List every line in the material that contains the word "bush".

*SUPPLIED MATERIAL*
※
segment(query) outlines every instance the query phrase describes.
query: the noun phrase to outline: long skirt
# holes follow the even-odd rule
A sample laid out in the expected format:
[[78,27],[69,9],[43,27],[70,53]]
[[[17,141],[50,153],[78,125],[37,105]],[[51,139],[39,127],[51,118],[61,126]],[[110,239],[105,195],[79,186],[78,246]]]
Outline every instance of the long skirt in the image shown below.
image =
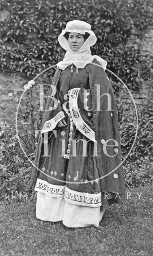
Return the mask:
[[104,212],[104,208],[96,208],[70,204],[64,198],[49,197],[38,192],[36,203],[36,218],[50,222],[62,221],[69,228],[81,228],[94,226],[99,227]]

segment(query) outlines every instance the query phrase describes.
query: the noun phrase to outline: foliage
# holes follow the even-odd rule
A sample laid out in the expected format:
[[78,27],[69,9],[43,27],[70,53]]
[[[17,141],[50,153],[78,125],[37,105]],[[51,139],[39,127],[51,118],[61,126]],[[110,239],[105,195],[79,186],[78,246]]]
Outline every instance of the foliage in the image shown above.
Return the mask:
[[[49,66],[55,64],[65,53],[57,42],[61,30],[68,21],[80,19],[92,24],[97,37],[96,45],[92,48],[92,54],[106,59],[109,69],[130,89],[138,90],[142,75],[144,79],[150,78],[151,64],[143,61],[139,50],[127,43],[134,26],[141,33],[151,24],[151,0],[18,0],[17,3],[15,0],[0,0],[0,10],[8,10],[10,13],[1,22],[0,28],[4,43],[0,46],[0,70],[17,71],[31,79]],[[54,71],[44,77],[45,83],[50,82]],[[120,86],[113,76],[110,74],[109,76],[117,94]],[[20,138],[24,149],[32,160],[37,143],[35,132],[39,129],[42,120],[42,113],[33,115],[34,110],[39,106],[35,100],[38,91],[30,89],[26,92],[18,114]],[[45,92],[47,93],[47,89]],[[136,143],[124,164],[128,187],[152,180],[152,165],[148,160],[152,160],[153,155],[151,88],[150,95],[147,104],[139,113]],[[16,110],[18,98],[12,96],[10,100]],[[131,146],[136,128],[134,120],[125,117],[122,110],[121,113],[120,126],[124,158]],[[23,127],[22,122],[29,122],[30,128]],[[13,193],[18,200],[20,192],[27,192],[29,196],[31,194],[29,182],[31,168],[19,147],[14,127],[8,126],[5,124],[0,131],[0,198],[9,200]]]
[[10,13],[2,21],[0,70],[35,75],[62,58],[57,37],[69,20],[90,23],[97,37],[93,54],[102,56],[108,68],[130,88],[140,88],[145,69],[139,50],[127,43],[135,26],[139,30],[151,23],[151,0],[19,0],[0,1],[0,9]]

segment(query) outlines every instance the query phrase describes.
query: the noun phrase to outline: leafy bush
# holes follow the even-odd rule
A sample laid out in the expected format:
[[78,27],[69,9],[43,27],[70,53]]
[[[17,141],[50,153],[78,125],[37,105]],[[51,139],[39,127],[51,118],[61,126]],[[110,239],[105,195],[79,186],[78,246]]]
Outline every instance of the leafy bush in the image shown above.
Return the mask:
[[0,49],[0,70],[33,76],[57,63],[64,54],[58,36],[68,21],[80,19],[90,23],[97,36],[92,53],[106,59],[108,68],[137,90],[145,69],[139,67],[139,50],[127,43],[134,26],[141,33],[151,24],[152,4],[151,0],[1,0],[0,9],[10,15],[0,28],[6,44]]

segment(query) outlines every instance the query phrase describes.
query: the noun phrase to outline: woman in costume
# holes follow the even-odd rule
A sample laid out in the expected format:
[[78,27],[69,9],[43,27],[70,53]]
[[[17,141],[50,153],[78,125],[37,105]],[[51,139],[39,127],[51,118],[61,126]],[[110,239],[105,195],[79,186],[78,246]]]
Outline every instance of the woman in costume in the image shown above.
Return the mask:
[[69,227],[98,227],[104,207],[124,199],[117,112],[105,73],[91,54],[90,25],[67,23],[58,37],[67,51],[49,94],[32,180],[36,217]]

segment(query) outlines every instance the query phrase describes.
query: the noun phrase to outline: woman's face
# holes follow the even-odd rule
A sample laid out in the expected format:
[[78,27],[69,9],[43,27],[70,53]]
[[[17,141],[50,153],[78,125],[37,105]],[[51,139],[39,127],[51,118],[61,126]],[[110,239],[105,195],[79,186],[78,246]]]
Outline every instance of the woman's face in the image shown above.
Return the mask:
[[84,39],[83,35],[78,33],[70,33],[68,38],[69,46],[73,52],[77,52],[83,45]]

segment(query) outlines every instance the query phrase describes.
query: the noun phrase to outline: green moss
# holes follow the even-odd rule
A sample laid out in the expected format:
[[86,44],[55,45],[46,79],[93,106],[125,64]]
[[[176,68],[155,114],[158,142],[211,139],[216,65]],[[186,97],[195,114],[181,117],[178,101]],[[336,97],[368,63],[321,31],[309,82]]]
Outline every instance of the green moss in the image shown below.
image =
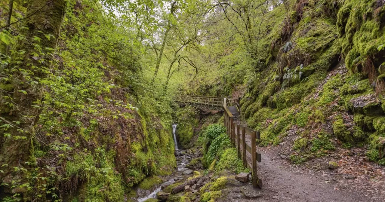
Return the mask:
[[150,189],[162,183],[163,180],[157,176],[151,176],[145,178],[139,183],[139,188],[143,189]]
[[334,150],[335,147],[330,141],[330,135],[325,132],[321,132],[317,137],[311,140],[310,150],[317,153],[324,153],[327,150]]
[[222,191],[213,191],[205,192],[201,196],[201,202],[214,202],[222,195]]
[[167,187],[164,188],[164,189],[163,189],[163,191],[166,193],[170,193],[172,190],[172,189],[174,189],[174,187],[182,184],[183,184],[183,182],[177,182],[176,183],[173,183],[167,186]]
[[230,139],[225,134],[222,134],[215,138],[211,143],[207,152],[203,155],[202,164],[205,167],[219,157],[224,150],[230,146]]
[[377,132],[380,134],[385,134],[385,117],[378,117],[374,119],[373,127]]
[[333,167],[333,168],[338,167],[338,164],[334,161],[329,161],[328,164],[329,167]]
※
*CORRECT RESULT*
query: the noun phrase to outline: leafy bush
Outline every instance of the leafy bush in the image shown above.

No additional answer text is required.